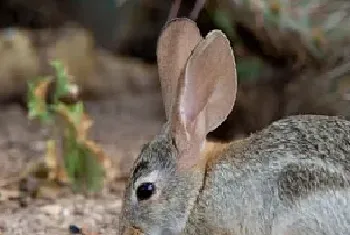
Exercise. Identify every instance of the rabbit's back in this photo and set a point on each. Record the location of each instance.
(276, 172)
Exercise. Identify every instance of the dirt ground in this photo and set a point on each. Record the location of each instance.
(121, 125)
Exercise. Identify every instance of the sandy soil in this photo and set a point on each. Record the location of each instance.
(121, 126)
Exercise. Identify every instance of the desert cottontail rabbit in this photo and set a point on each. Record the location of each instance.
(290, 178)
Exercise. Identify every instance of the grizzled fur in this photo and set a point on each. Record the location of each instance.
(291, 178)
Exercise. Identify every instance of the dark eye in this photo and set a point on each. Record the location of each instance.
(145, 191)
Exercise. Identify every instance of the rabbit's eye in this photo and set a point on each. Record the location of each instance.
(145, 191)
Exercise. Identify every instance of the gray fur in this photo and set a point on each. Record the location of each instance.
(292, 178)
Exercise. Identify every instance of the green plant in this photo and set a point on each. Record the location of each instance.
(68, 125)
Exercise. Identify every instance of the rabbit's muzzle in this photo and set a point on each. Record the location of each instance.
(131, 231)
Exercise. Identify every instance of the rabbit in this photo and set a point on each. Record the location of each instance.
(291, 178)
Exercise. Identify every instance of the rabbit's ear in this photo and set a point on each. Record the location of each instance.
(207, 95)
(175, 44)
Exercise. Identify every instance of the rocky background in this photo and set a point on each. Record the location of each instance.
(292, 58)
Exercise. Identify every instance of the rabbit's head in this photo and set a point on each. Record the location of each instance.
(198, 80)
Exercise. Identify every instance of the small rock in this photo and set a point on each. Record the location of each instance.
(52, 209)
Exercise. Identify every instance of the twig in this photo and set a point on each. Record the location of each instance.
(174, 10)
(198, 6)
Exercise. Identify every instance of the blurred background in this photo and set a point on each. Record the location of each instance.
(292, 56)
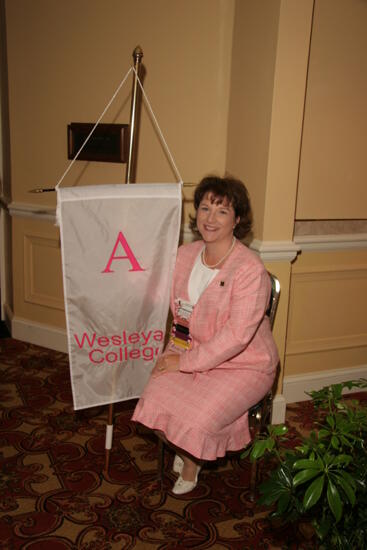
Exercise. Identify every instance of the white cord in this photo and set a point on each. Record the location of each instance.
(177, 173)
(94, 127)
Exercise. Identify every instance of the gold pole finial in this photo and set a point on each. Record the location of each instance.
(137, 56)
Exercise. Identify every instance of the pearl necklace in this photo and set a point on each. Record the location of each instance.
(222, 259)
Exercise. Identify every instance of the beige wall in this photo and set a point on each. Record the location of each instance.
(251, 95)
(67, 58)
(228, 80)
(332, 180)
(327, 326)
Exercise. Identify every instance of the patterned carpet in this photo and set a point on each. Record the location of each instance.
(53, 495)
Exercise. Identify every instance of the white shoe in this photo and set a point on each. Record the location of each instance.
(182, 486)
(177, 464)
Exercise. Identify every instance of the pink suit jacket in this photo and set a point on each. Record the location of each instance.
(228, 324)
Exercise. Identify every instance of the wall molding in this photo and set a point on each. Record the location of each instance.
(32, 294)
(295, 386)
(315, 243)
(278, 409)
(275, 250)
(36, 333)
(35, 211)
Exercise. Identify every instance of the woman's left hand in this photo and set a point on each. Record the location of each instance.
(166, 363)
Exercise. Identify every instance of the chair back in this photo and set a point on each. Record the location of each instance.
(274, 299)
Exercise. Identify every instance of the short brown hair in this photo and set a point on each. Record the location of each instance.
(236, 194)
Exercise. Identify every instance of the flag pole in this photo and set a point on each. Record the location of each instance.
(130, 173)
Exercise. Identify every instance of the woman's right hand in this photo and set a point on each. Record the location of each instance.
(166, 363)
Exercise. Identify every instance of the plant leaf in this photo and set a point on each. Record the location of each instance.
(258, 449)
(304, 475)
(308, 463)
(347, 488)
(278, 430)
(334, 500)
(313, 492)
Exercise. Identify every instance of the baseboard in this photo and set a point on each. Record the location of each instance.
(39, 334)
(8, 316)
(295, 386)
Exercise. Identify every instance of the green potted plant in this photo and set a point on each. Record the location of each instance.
(322, 481)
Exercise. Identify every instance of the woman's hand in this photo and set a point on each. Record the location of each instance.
(166, 363)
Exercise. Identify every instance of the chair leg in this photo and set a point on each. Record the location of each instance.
(253, 481)
(160, 467)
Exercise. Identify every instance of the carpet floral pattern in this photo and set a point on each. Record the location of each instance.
(54, 495)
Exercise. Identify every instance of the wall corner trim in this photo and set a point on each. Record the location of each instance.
(275, 250)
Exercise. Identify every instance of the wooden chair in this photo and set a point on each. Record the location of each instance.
(259, 414)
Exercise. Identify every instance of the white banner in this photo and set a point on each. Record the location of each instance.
(119, 246)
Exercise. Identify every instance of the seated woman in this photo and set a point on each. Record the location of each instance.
(221, 359)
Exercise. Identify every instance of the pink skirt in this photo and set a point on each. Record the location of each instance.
(204, 413)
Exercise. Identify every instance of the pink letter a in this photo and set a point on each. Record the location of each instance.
(129, 255)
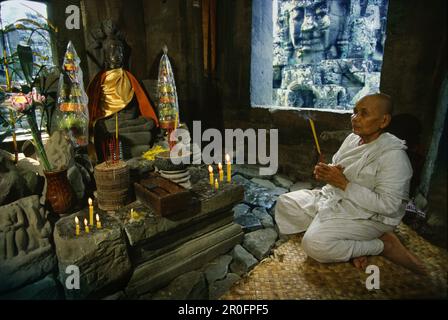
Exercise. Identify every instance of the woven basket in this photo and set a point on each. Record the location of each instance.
(112, 182)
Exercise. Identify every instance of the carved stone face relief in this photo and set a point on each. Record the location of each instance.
(113, 54)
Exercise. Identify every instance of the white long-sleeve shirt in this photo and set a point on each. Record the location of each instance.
(379, 175)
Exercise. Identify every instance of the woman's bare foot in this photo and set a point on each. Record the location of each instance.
(360, 262)
(397, 253)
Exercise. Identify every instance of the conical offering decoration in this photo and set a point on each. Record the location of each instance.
(168, 107)
(72, 111)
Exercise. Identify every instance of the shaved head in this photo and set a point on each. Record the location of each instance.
(381, 101)
(371, 115)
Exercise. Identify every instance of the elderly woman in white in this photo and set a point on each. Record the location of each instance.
(354, 214)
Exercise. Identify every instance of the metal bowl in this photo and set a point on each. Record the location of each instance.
(163, 161)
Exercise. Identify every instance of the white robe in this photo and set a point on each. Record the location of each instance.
(346, 224)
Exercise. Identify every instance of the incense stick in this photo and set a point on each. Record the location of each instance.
(315, 136)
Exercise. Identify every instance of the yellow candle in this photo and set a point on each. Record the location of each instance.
(210, 170)
(221, 173)
(229, 168)
(91, 212)
(77, 226)
(98, 222)
(315, 136)
(216, 184)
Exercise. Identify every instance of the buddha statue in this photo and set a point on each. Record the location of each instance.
(115, 96)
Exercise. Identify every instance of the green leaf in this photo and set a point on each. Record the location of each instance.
(26, 62)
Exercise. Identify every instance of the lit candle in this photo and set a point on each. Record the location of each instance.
(98, 222)
(77, 226)
(221, 173)
(176, 120)
(91, 212)
(229, 168)
(315, 136)
(116, 126)
(216, 184)
(210, 170)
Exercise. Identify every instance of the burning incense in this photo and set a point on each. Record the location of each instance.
(315, 136)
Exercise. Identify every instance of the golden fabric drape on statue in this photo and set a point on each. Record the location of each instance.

- - - - - - -

Restate each of the entries above word for word and skip every image.

Exercise. Identify every instance of the rabbit's back in this photo and set a point on each. Record the location of each instance.
(276, 172)
Exercise. Identify every instance of the dirt ground in this photo and set a point on each. Record the location of each instance.
(121, 125)
Exercise. Identify every instance of the sandy soil in this photo and set a point on each. Record the location of each instance.
(121, 126)
Exercise. Identify every instance of the desert cottontail rabbit in this photo and set a point on each. Record the location of each instance.
(290, 178)
Exercise. Identify every instance of the grizzled fur in this photo and set a point on each. Record the location of each instance.
(291, 178)
Exercise. Identify every instance of the dark eye in this photo and set a point on each. Record the location of each instance.
(145, 191)
Exercise. Identify every instance of the rabbit's eye in this photo and set a point on each. Record the location of each instance.
(145, 191)
Exercise. Identify every instance of the gray fur in this photo and set a point on each. Record the location of each instance.
(292, 178)
Exercise. Identify every instance of the green plant in this photo and set a point on each. Record the location of each instance.
(68, 125)
Exercise. Identify every instance of the rabbit's muzzle in this photo and set a point on each. Record the location of each instance.
(131, 231)
Exercise. Identify every instance of the rabbit in this photo and set a point on each. Record the location of each instance.
(291, 178)
Exercise. Identify every instance of the rabbit's ear in this photo and set a point on each. Record the location of each instance.
(207, 95)
(175, 44)
Exercise. Identify every instance of the rocky background in this photo and set a point on each. Record the location of each instance.
(292, 58)
Exercise. Identify every instance of the rabbit's head in this photo and set a point on each. Record the location of each instance.
(198, 80)
Exercise. Identify every instance of the small rock in this photo and set a point on each. Record the location of each instance.
(52, 209)
Exercise. Identify every instance of the twig in this photo and set a point on each. Record the location of each instance.
(174, 10)
(198, 6)
Exercise. Identify every instance of the blurred background in this photo and set a point on each. Record the location of each instance.
(292, 56)
Exercise. Identify every instance of the white cord in this photo and set a point on each. Record the location of each instance.
(177, 173)
(94, 127)
Exercise. Identify every instance of the gold pole finial in this photo and set a point on each. Record the location of each instance.
(137, 56)
Exercise. Identify every instance of the pearl necklace in this photo and set a point on each. Record the location of each instance.
(222, 259)
Exercise. Identify every instance of the beige wall in this photo and set a point on each. Record the location of each instance.
(251, 95)
(67, 58)
(228, 80)
(332, 180)
(327, 326)
Exercise. Identify every instance of the patterned carpet in this photo and set a point on each. Record the location of each instance.
(53, 495)
Exercise. Identify every instance of the white shoe in this photo and set a point on each. Record the location of each instance.
(182, 486)
(177, 464)
Exercise. Identify every instance of the pink suit jacket in this photo and set a point on each. Record the location of each instance.
(228, 324)
Exercise. Identify every instance of the wall molding in this photo and set a point on each. Record the location of each instance.
(32, 294)
(295, 386)
(315, 243)
(278, 409)
(275, 250)
(36, 333)
(35, 211)
Exercise. Identify every instance of the woman's left hand in this photo and set a point on each. Record the location of each instance.
(166, 363)
Exercise. Identify every instance of the chair back in this photo and set a point on each. Record the location of each instance.
(274, 299)
Exercise. Identify every instance of the short brown hair in this photo and set a point on each. Record the location of each instance.
(236, 194)
Exercise. Identify every instance of the flag pole in this photo and set a point on each. Record the location of each instance.
(130, 173)
Exercise. Identify every instance of the woman's right hand in this photo and set a point on each. Record the location of each instance.
(166, 363)
Exercise. Identify every instance of the plant leaf in this photo and set a point on each. Record the location of each instance.
(258, 449)
(304, 475)
(308, 463)
(347, 488)
(278, 430)
(334, 500)
(313, 492)
Exercise. Identify every instance of the baseboard in this photo and set a point on each. Record the location of each instance.
(39, 334)
(8, 316)
(295, 386)
Exercise. Identify every instance of the green potted plant in this photo and set a point on each. Record the location of each instance.
(322, 481)
Exercise. Identify every instance of the woman's hand in this photo and set a point on each. Record the location of each instance.
(166, 363)
Exercise. Identify every instance of the chair leg in this photo and set a point on each. Record the location of each instance.
(253, 481)
(160, 467)
Exercise. Identify every instance of the carpet floral pattern in this photo and set a point on each. Record the location of each instance.
(54, 495)
Exercise. Identify every instance of the wall corner trim in this photo and set a point on each. Record the location of each instance.
(275, 250)
Exercise. Identify every instance of the wooden chair in this photo and set a point on each. Record the location of each instance.
(259, 414)
Exercise. Identify every instance of the white banner in this photo and set a point on each. Record the location of each instance.
(119, 246)
Exercise. Identify every instance of the seated woman in this photo and set a point on each. Record the location of each instance.
(221, 359)
Exercise. Identify every instance of the pink skirt in this photo and set a point on each. Record the location of each instance.
(204, 413)
Exercise. Identify every instance of the pink letter a in this photo and set a point on each. Record the location of each instance.
(129, 255)
Exercise. Identify every instance of the woven basket in this photo and set a point on each. Record the location of each instance.
(112, 182)
Exercise. Identify every instance of the carved stone face relief in this photo and set a point on each. Record the location of each instance.
(113, 54)
Exercise. Identify every instance of the white long-sleeve shirt in this photo and set a point on each. Record the location of each instance.
(379, 175)
Exercise. Identify every instance of the woman's bare foot in this photo and set a point on each. Record the location of each instance.
(360, 262)
(397, 253)
Exercise. Identify every instance of the conical offering decoration in this photo and set a point on each. Record the location of each instance.
(168, 107)
(72, 111)
Exercise. Identify every instance of the shaved head in this photo and set a point on each. Record the location of each instance.
(381, 101)
(371, 115)
Exercise. Identify every instance of the elderly woman in white in this photo and set a point on each. Record the location of each instance.
(354, 214)
Exercise. Identify every instance of the metal bowl in this photo and set a point on each. Record the location of each instance.
(163, 161)
Exercise. Identify every instance of the white robe in this photo and set a point on each. Record the location of each instance.
(346, 224)
Exercise. Identify every instance of the incense stick in this photo and set a point on each. Record the location of each instance.
(315, 136)
Exercise. Identify every instance of the yellow candle in this photo and set a point on each. Record the location of each instance.
(210, 170)
(221, 173)
(229, 168)
(91, 212)
(77, 226)
(98, 222)
(315, 136)
(216, 184)
Exercise. Identify every instance of the buddha statue in this photo and set a point on each. Record the location of each instance.
(115, 96)
Exercise. Identify every instance of the green leaf in this photo and set a point on each. Record the location of each instance.
(26, 62)
Exercise. Identify every instance of the lit candle in this photo and set a point on each. Record the location of each instance.
(98, 222)
(77, 226)
(221, 173)
(176, 120)
(91, 212)
(229, 168)
(315, 136)
(116, 126)
(216, 184)
(210, 170)
Exercise. Identify every instance of the burning incense in this photo and set a point on each. Record the location of each instance.
(315, 136)
Exercise. Identify every instance of the golden fabric drape on statue in this photo and set a point on each. Record the location of each instance.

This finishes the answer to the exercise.